**THINGS TO DO**
A. According to the forum post about staying married, how long did the writer and the wife date before marrying?
B. Carry on writing the forum post about being unsure of staying married, picking up after its last line.

# Unsure if I want to stay married



## joshp689 (Jun 19, 2012)

Hello every one,

I am new to this forum and am in need of advice. My wife and I have been married for 2 years, we dated 3 years before that. Let me first say I still do love my wife, here are the problems.

My wife and I have really different interests and lifestyles; here is a list to compare.

Mine 
-I like to be outside.
-I like to be active.
-I like an adrenalin rush(don't take this as an extreme dare devil...etc.)
-I like to go camping, fishing, and swimming.
-I am not afraid to get dirty or hurt(physical pain or short time current hygiene conditions won’t stop me from doing things I enjoy)
-I don't mind doing things that "bend" laws and rules( do donuts in snow covered parking lots, go fishing in sections of local lakes after hours that have curfew.)


Now for my wife
-watch T.V.
-surf the net
-she won't go outside because bees might sting her
-she is too lazy to do anything active
-she won't go camping because she doesn't want to get "dirty"
-she won't swim in anything but a pool because she doesn't want to touch the bottom of the lake/river
-she won't bend any rules/laws(mind you I'm not talking about big things IE DUI, theft, drugs... she won't even go swing on a swing in the park after hours.

**ENTRIES PROVIDED**
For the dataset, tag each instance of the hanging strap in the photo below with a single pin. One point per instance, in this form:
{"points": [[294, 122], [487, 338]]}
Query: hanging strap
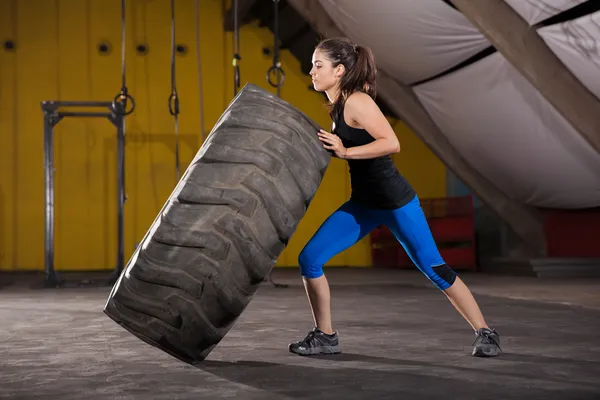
{"points": [[123, 96], [199, 64], [276, 66], [236, 49], [173, 97]]}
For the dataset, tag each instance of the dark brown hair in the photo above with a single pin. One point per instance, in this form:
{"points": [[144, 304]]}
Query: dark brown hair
{"points": [[360, 74]]}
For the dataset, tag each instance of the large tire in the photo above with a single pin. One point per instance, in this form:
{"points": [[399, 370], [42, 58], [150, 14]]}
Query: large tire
{"points": [[222, 229]]}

**RESULTS FOR THE EXERCISE**
A. Three years.

B.
The question not whether I love her or not, it's can I cope with her lifestyle. For the time being if I want to do any of my hobbies I have to do them without her, if I do something with her I feel as a wild animal locked up in a cage. I have pushed aside the things I like to do to spend time with her but now it's starting "hurt" and I think it's causing me to become depressed. The more I think about it the logical it seems to get a divorce. That's the reason I'm here I do love her, but we can't spend "quality" time together doing something we both enjoy. I am starting to think that I would rather be with some one I can take fishing, camping, and be "lively" when we party.

We also fight over small/petty things. This last weekend we( I was drinking but was with me) were at my buddies. One of my friends wanted to fight( playing)/wrestle and started to throw empty(once had beer in them but we drank it all) at me and I blocked them with my arm/hand in doing so some beer splashed(I would say a 20oz bottle lid size) on my wife, she then blamed me for getting beer on her as if I am not supposed to defend myself in the off chance that she might become an innocent bystander.

If/when you reply please don't jump to any conclusion, ask for clarification before making a drastic statement.


----------



## EleGirl (Dec 3, 2011)

Have you spoken to her about any of this?


----------



## joshp689 (Jun 19, 2012)

Yes, I told her that if we spend time together I am bored, or I am having fun but I'm not with her.


----------



## miss812 (Jun 17, 2012)

Has she always been like this or has something recently changed?

Does she know that you are so bothered by it?


----------



## River1977 (Oct 25, 2010)

These are the kinds of complaints I wonder why you didn't consider and address before marriage.

Josh, when you post on public forums, you have to be prepared for responses you don't like. This is going to be one of those responses. Are you ready?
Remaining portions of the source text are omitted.